#### Passage shown:
Kart’s suggestion that Cecil Taylor threatens Herbie Hancock and McCoy Tyner with irrelevancy typifies a certain trope of jazz criticism. (Even today, Cecil Taylor can be used as way to complain about musicians who swing and play the blues.) In my view there is no reason to pit musicians against each other. In 1967, all three pianists were operating at an extraordinary high level, all making work that would stand the test of time.

Maybe McCoy Tyner didn’t care about his coverage in DownBeat during the 1960s, I don’t know. But the story goes that Tyner was really down and out for a few years at the end of that decade. If that’s true, the generally lackluster support given Tyner by the major jazz magazine would have been part of the problem.

It was a hasty search through microfiche, but as far as I could locate, there was only one good DB article on McCoy Tyner, from 1963, a profile by Stanley Dance called “Tyner Talk” that is exclusively quotes from the pianist.

We talk a lot about freedom in Jazz, but there are underlying disciplines too. When you have the “discipline of religion, as I have, I think you can meet the demands of music and function better. There are still a lot of pressures in musicians’ lives, and it is easy to understand why some fall by the wayside. But you have to strengthen yourself to meet those pressures. You can’t wait for them all to be removed from your environment.

There are reasons for the pressures and problems. People will usually think of God at a time of tragedy but not when everything is running smoothly. But most musicians believe in God, because most of them are very sensitive individuals. When I first started in music I never realized how sensitive music is, nor how sensitive we are.

My mother played a little piano, and she wanted us to take an interest in music. We had the choice between singing and piano lessons, so my brother and I both took piano. I wasn’t too interested at first, but after a while I began to like it and devote most of my time to it. Although I didn’t study the classics extensively, I think I had a pretty good foundation.

When I was about 16, I had my own jazz group. I had met another boy who had bought a set of drums, and then we added trombone, trumpet, and alto saxophone. The drummer, Garvin Masseaux, has been playing conga with Olatunji.

I was mainly influenced by records at that time, because there wasn’t too much jazz on the radio. Bud Powell and his brother were living just around the corner from me in Philadelphia, but they didn’t have a piano in their apartment, and Bud came to my mother’s house to play. I wasn’t familiar with his work and didn’t know who he was. It was hard to understand everything he was doing, but I liked it.

#### Stated goal:
Continue the passage about McCoy Tyner from its last sentence.

[Object point labels]
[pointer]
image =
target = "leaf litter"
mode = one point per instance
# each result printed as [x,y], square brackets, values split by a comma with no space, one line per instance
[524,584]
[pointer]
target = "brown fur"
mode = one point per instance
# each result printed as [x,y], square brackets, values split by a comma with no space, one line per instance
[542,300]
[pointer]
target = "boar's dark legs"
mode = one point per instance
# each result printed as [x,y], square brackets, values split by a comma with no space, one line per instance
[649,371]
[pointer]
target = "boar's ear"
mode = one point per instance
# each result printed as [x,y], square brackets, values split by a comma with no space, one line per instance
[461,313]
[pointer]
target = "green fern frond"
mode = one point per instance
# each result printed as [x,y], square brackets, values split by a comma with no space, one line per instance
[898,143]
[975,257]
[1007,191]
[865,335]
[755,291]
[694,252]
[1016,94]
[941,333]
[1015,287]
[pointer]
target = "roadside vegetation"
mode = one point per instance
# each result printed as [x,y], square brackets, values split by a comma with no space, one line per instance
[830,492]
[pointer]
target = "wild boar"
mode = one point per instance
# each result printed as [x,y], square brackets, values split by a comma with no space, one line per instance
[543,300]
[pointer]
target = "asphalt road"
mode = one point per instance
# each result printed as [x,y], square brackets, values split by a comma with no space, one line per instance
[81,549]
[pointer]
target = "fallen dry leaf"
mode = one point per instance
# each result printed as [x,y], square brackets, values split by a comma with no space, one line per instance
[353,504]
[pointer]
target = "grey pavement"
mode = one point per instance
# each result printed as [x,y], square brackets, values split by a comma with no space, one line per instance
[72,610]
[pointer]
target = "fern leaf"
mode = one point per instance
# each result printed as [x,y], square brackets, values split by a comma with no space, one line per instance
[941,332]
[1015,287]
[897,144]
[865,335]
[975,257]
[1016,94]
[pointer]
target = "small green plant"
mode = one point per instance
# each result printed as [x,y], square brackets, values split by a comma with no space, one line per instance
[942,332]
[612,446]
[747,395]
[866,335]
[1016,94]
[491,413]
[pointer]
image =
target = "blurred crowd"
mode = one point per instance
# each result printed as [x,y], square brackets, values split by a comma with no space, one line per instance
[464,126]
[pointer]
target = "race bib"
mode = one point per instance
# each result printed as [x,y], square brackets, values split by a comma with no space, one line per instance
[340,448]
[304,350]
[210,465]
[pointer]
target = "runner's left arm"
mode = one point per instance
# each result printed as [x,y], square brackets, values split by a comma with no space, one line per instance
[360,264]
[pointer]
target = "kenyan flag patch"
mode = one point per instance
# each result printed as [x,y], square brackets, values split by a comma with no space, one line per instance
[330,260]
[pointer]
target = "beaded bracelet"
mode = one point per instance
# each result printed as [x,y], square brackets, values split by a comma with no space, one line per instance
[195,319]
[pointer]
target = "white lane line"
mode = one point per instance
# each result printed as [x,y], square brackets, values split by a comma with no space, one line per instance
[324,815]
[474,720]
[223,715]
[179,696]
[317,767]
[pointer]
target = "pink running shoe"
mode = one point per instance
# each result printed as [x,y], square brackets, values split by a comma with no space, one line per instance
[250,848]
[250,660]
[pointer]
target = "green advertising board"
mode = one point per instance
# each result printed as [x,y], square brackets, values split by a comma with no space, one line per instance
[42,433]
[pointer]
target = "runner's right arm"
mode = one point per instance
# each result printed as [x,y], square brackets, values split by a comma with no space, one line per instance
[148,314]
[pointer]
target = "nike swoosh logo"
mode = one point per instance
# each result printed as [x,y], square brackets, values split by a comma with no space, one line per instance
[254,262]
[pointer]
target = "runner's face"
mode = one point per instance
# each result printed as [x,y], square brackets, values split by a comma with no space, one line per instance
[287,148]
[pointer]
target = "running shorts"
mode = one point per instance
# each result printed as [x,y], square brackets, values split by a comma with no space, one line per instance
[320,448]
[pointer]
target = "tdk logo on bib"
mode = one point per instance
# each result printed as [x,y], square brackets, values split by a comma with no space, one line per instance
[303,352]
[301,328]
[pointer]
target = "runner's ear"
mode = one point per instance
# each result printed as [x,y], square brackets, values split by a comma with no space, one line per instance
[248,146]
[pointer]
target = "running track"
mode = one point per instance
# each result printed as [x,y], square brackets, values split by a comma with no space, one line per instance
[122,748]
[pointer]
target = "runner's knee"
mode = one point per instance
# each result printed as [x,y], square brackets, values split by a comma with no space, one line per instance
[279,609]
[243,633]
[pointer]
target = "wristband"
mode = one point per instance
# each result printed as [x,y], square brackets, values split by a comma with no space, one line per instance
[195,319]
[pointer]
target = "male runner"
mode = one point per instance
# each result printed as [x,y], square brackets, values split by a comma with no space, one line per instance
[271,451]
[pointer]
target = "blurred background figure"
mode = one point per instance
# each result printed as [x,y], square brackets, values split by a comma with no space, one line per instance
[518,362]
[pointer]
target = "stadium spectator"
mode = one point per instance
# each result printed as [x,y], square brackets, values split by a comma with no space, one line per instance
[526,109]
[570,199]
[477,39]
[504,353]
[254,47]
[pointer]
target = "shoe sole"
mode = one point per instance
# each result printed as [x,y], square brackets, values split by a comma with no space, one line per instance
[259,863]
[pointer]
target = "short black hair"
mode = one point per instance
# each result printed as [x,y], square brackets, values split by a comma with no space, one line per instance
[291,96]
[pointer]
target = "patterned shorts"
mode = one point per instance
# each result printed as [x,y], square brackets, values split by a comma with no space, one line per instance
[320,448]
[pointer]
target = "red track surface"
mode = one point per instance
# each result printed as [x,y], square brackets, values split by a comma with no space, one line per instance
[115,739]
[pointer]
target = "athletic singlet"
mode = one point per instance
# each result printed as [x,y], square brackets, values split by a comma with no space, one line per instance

#### Answer to the task:
Judging from the records he made with Max Roach and Ray Brown, I think he had reached his prime then, and I learned quite a lot from him and his brother Richard. They were profound musicians, harmonically and in many other ways. Bud had so much taste and creative ability that I couldn’t help learning from him.

He had worked opposite Art Tatum and had plenty of other opportunities to hear him, and Bud had been greatly influenced by Tatum. I know he had a lot of admiration for pianists who preceded Art, too, just as I have.

Tatum had really become a virtuoso. His music always sounded so neat and compact. I never thought of it as being arranged, but rather as the result of his tremendous knowledge of the instrument. Anything he could hear he could play.

After I graduated from high school, I worked days and played around home for a time. There were a lot of very good musicians in Philadelphia then and more clubs than there are now. I played with a lot of out-of-town musicians who were brought in as singles, and I worked in Calvin Massey’s band around Philadelphia. Calvin had a nice band. He’s a trumpet player, and he writes. Charlie Parker recorded his Fiesta.

I was about 17 when I first worked with John Coltrane. He had left Miles Davis for a period, and he was a close friend of Calvin Massey, who introduced me to him. I was working with Calvin at the Red Rooster, and John was going in there for a week. He asked us if we wanted to work with him.

After that, he would contact me whenever he came to Philly with Miles. I think he liked my playing, but we would also have long discussions on music, during which he would sometimes sit down at the piano and play. He had a lot of ideas, and we were compatible. We saw eye to eye on so many things even at that time, and I could hear the direction he was going. I didn’t know what it would be like, or how involved it would be, but I could hear something in his playing that was beautiful, and we enjoyed working together.

Benny Golson came to Philadelphia when I was about 20, and I played a concert with him. He asked me to go to San Francisco with him, where we would pick up a bassist and a drummer.

Then the Jazztet was formed, and that was very good experience for me. The original group consisted of Art Farmer, Curtis Fuller, Addison Farmer, Dave Bailey, Benny, and myself. It was a very musicianly band, and it had a lot of possibilities, but sometimes I felt there ought to have been more room allowed for improvisation. Eventually there was.

After about six months with the Jazztet, I got another call from John. He was forming his own group. I had a decision to make. I knew there was something with his group that I wanted to do, but yet the fellows in the Jazztet had been so nice to me, and they had helped me quite a bit, musically and otherwise, that I felt I owed something to them. I had to be honest with them and myself, and in the end I decided the best thing to do was to go where I could be really happy, where I could contribute more and really do some good. So I went with John.

I think I made the right move. I wasn’t concerned then with whether or not John’s group would be successful, for I feel that the majority of good listeners will always support good music.

I know a lot of good groups are formed and disappear, but usually they break up because of personal differences. If the guys conducted themselves right, thought more about producing good music, and generally took care of business, then I believe they would stay together longer. Music has to be the first interest. More dollars will come later.

It’s important, too, for a group to be composed of men — real, true men — who will accept their responsibilities. I am proud to be part of an organization where each one is dedicated to the whole. And I really enjoy it.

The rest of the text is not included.